··· SUPPLIED DATA ···
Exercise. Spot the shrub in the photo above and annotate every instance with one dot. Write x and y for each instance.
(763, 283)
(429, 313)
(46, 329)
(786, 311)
···
Put every line of the items above into a Markdown table with the columns "Row" and "Item Line," numbering each line and omitting any blank lines.

*FINAL RESULT*
| Row | Item Line |
|---|---|
| 1 | Exercise. Spot the shrub in the photo above and annotate every instance with one dot. Write x and y for each instance. |
| 2 | (763, 283) |
| 3 | (429, 313) |
| 4 | (46, 329) |
| 5 | (786, 311) |